> The exercise
From the material below, extract the part that opens with the line containing "Each instance receives one point. Annotate the leafy" and closes with the line containing "94], [130, 30]]", and reproduce those lines verbatim.

----------------------------------------

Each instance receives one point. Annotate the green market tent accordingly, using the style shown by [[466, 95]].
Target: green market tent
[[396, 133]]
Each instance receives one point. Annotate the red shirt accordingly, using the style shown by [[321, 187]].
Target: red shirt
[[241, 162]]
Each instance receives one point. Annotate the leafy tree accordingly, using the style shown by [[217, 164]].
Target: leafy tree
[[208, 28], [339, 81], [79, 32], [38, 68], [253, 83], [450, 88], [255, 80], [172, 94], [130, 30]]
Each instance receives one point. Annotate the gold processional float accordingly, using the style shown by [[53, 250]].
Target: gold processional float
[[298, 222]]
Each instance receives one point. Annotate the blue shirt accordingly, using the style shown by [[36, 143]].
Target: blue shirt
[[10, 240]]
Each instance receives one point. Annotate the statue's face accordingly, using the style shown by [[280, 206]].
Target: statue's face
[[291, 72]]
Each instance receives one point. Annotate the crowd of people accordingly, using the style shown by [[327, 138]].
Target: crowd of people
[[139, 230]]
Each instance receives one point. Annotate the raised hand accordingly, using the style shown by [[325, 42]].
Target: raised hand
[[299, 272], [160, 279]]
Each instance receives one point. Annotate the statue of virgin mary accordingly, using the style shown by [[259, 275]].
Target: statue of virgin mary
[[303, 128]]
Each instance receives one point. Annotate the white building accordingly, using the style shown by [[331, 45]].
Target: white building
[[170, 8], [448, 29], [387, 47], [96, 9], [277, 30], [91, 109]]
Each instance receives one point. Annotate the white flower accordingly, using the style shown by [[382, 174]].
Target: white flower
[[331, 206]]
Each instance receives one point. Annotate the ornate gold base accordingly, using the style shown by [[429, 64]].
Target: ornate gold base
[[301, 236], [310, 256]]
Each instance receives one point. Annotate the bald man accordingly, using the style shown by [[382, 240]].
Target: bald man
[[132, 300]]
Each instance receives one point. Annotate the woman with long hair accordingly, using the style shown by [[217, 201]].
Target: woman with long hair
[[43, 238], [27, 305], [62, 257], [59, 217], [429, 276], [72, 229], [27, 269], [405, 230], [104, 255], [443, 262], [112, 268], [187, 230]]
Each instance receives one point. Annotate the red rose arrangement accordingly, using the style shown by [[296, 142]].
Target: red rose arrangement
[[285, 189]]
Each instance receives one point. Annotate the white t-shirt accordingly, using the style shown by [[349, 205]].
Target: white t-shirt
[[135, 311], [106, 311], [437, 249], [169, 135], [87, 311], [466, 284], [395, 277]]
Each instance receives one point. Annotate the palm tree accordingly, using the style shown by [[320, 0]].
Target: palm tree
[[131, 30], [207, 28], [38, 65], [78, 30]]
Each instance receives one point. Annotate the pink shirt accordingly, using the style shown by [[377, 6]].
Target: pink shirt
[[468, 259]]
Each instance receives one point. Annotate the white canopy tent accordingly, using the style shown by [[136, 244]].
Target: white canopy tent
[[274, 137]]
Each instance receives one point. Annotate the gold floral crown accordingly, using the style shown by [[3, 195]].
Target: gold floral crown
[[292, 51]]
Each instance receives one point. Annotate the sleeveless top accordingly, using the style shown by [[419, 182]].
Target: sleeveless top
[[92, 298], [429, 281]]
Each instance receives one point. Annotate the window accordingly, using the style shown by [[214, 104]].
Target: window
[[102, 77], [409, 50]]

----------------------------------------

> Exercise answer
Each instance receives one point. Annotate the leafy tree accordingly, using the style shown by [[217, 164]].
Target: leafy tree
[[208, 28], [339, 81], [79, 32], [38, 68], [253, 83], [450, 88], [255, 80], [172, 94], [130, 30]]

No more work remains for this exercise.